** start Material for this exercise **

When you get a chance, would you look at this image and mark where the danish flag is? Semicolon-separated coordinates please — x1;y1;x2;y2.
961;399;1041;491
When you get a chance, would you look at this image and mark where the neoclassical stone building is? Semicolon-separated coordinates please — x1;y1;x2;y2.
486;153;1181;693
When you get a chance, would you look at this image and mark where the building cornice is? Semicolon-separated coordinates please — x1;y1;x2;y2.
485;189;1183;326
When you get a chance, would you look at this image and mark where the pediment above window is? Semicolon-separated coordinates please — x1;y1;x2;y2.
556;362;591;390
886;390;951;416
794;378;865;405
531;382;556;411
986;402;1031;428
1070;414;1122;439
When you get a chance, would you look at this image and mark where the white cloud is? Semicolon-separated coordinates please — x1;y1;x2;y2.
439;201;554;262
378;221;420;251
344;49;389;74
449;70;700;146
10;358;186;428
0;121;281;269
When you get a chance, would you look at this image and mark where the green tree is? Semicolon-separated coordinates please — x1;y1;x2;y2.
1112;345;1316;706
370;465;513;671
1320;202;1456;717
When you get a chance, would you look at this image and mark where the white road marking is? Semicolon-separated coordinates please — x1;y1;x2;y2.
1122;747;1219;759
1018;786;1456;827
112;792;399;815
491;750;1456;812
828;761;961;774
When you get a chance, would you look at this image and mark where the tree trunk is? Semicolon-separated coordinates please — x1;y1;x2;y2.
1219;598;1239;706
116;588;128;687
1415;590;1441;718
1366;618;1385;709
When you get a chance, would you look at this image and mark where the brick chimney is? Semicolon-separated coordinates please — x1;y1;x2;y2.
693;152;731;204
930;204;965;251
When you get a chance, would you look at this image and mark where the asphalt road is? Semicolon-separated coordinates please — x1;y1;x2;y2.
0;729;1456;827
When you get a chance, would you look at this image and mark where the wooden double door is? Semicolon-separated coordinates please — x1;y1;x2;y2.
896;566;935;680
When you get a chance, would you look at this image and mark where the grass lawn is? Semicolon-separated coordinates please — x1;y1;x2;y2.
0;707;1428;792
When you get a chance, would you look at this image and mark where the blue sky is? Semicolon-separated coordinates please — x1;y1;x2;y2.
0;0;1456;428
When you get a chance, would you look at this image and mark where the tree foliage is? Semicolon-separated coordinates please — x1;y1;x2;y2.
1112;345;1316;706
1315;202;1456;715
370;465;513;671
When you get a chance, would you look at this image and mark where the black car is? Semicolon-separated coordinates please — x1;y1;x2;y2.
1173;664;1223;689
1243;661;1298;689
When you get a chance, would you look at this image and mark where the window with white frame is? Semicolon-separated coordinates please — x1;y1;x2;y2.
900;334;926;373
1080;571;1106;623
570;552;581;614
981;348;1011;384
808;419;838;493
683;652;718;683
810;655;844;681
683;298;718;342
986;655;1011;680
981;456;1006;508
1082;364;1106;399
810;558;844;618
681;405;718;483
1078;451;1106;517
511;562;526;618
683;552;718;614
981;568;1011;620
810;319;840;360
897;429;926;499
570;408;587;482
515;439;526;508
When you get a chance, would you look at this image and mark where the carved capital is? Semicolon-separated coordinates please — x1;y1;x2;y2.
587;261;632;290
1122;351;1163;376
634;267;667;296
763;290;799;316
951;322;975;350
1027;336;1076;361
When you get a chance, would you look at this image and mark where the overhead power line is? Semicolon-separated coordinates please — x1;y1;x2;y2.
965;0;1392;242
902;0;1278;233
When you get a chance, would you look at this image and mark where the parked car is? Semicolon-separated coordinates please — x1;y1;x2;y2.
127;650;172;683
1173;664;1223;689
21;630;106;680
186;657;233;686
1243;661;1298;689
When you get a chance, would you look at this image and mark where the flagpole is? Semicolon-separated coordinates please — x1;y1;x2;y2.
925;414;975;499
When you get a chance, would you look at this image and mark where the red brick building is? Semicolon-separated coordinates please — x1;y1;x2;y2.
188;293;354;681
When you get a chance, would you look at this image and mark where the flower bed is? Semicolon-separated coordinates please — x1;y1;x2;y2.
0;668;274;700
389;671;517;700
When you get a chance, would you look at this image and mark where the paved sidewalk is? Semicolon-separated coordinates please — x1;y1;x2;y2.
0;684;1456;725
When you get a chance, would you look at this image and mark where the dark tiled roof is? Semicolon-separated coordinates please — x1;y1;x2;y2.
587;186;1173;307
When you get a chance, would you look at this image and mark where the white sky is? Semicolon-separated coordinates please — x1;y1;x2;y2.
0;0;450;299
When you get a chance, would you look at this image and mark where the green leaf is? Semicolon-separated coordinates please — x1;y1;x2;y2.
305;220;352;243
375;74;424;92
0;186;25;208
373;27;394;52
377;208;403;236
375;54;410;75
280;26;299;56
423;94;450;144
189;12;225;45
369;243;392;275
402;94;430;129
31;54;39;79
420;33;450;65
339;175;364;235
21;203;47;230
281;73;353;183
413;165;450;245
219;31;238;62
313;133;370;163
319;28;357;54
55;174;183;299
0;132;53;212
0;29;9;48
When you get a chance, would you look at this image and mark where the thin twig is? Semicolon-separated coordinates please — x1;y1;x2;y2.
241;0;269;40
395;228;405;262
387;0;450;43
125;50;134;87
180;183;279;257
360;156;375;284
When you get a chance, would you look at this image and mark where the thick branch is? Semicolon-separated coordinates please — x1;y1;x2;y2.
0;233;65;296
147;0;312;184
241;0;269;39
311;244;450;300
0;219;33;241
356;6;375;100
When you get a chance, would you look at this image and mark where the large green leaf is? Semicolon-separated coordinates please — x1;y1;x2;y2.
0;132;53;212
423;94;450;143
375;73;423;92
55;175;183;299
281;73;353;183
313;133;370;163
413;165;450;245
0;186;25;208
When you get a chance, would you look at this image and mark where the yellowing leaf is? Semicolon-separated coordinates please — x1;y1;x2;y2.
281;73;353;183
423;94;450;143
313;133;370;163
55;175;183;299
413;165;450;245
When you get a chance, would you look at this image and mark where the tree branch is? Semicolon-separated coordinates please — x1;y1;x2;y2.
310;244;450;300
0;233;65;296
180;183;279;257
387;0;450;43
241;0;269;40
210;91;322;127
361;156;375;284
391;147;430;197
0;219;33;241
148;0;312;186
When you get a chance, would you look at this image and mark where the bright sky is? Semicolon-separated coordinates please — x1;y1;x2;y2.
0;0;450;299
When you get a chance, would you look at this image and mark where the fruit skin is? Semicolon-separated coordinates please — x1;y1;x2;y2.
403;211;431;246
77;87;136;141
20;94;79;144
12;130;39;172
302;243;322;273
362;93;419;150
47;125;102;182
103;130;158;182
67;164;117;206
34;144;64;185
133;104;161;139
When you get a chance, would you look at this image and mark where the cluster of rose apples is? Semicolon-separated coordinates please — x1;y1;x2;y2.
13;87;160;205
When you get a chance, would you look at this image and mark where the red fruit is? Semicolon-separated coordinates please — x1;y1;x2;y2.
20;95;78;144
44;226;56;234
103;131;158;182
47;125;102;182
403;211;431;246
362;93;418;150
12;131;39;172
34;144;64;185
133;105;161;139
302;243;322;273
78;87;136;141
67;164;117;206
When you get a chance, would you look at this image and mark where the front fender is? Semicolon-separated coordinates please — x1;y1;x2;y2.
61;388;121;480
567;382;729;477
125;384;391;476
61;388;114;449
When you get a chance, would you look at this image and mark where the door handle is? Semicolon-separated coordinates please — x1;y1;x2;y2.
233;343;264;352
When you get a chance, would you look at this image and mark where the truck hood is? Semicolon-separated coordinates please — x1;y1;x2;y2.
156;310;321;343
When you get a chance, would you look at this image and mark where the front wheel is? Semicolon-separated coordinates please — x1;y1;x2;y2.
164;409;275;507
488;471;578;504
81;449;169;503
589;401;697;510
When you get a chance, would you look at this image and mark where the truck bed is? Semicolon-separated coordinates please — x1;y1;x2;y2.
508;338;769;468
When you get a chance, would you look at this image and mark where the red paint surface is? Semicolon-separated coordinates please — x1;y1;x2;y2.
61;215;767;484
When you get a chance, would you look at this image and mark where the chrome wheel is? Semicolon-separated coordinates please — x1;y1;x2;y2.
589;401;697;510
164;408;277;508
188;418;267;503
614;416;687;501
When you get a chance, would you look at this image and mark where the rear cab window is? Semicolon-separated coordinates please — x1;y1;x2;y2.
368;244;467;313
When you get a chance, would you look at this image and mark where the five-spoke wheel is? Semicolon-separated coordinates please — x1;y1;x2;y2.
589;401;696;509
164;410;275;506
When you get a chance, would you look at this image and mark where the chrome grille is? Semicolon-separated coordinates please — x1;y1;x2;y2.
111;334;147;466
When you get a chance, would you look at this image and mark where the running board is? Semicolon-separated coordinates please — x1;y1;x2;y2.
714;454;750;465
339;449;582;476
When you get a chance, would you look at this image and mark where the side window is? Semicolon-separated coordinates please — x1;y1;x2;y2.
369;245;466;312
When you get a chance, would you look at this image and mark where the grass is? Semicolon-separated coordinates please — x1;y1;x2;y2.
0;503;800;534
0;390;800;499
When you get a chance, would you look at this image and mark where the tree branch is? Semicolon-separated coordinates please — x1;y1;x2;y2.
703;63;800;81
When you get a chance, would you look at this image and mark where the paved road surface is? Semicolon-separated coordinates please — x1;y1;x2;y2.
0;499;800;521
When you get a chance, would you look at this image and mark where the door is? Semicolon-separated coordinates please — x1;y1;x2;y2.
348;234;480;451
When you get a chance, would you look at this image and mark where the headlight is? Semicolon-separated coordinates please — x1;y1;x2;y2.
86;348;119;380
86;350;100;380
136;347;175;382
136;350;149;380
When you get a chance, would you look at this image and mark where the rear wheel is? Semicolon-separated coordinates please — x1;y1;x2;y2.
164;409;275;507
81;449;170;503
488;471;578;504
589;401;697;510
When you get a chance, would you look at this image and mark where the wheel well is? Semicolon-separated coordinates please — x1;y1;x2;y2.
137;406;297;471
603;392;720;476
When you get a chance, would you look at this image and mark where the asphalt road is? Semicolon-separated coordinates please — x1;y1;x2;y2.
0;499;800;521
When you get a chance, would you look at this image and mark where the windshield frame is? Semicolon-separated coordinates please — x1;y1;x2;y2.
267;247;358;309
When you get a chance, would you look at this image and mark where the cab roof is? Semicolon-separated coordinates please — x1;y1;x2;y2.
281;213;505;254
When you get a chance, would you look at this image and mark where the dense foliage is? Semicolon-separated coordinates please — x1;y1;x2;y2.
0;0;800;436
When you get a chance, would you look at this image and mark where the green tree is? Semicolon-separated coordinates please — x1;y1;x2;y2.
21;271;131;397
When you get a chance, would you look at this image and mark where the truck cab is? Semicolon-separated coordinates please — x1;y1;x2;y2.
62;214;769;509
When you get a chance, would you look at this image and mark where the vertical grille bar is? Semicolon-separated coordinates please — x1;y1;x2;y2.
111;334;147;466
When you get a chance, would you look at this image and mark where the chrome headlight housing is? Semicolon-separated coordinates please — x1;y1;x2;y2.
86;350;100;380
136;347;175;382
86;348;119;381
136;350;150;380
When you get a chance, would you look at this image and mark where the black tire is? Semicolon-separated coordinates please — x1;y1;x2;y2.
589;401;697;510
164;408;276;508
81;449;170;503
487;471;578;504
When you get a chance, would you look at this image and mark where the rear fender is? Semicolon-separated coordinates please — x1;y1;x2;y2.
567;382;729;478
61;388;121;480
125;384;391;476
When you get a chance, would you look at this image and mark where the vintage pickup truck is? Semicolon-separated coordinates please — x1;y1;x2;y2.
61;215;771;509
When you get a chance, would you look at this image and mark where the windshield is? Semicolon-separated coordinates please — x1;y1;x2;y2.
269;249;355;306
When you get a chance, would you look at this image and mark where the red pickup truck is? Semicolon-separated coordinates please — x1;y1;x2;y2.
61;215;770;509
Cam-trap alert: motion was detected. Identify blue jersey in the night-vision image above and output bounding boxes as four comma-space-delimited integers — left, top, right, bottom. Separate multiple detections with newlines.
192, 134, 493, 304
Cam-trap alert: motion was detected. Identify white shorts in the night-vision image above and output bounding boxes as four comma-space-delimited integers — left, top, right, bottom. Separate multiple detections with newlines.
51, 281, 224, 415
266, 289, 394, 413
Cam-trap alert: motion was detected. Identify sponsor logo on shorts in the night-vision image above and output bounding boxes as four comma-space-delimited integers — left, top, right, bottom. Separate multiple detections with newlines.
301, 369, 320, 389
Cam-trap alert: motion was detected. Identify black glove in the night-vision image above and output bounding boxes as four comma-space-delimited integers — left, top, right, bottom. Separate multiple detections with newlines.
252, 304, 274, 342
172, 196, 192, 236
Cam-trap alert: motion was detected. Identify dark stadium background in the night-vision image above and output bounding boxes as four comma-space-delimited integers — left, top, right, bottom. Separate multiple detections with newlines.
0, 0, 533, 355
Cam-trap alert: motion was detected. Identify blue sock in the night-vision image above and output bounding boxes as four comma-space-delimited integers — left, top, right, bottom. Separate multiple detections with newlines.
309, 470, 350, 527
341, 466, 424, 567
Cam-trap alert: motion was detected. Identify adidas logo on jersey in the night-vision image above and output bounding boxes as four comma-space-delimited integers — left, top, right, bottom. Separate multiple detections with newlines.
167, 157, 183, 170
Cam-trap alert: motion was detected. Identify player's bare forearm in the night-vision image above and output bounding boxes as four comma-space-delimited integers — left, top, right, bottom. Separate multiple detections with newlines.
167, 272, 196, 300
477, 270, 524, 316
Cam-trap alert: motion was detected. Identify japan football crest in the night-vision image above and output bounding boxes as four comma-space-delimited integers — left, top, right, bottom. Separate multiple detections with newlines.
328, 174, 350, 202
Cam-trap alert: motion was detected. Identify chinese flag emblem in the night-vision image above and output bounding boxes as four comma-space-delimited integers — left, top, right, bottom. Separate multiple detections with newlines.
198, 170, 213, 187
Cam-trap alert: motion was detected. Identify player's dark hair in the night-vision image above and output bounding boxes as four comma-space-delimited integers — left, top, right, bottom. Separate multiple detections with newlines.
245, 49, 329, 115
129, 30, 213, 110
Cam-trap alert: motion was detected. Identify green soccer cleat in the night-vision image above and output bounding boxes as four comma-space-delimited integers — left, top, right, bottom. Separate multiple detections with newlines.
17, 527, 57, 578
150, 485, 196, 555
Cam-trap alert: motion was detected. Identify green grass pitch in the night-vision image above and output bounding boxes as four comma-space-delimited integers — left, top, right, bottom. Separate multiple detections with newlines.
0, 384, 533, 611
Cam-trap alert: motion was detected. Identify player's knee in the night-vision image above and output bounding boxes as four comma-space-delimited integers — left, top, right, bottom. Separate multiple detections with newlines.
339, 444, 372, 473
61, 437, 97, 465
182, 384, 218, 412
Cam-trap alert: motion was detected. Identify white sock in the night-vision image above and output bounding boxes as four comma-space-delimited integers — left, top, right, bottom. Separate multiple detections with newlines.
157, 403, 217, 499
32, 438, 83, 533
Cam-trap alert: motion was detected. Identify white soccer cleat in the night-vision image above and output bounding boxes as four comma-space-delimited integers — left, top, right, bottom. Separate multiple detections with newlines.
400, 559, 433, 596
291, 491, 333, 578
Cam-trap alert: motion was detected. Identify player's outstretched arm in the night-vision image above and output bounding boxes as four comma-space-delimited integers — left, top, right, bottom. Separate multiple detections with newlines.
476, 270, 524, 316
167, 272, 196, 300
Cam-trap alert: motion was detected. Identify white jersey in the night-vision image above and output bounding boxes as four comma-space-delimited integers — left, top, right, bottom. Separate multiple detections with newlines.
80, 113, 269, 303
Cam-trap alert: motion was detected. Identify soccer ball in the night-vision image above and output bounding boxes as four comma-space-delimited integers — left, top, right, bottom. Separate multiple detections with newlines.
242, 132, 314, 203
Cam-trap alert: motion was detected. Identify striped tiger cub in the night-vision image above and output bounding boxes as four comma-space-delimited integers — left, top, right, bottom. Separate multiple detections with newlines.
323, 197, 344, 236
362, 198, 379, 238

** end Material for this exercise **

§ What you should do
Convert the entries above into a numbered list with blank lines omitted. Cover only the span that opens with the first line of the entries and closes with the line containing "1366;618;1385;709", including both ends.

§ Written reply
1. When you get a chance, would you look at this image and mark where the danish flag is? Semicolon-separated coordinates please — x1;y1;x2;y2.
2. 961;399;1041;491
3. When you get a chance, would you look at this image and mark where the neoclassical stone building is? Semicolon-separated coordinates please — x1;y1;x2;y2.
4. 486;153;1181;693
5. When you get a chance, would you look at this image and mark where the building cornice is? Semicolon-separated coordinates please — x1;y1;x2;y2.
6. 485;189;1183;326
7. When you get a chance, would you look at this image and mark where the pediment above window is? Semicolon-separated coordinates please — x1;y1;x2;y2.
8. 556;362;591;390
9. 886;390;951;416
10. 794;378;865;405
11. 531;382;556;411
12. 986;402;1031;428
13. 1070;414;1122;439
14. When you get a chance, would you look at this image and mark where the white cloud is? Semicolon-separated coordinates please — x1;y1;x2;y2.
15. 439;201;554;262
16. 378;221;420;251
17. 344;49;389;74
18. 449;70;700;146
19. 10;358;186;428
20. 0;121;281;269
21. When you get a chance, would you look at this image and mark where the green tree is? Semicolon-separated coordinates please — x1;y1;x2;y2.
22. 1112;345;1316;706
23. 370;465;513;671
24. 1320;202;1456;717
25. When you get a chance, would you look at this image and mark where the white road marking is? Semicolon-separated coordinates please — x1;y1;x2;y2.
26. 1122;747;1219;759
27. 1018;786;1456;827
28. 112;792;399;815
29. 491;750;1456;812
30. 828;761;961;774
31. When you get a chance, would you look at this image and mark where the tree trunk is? Semicolon-separated coordinates please — x1;y1;x2;y2.
32. 1219;598;1239;706
33. 116;588;128;687
34. 1415;590;1441;718
35. 1366;618;1385;709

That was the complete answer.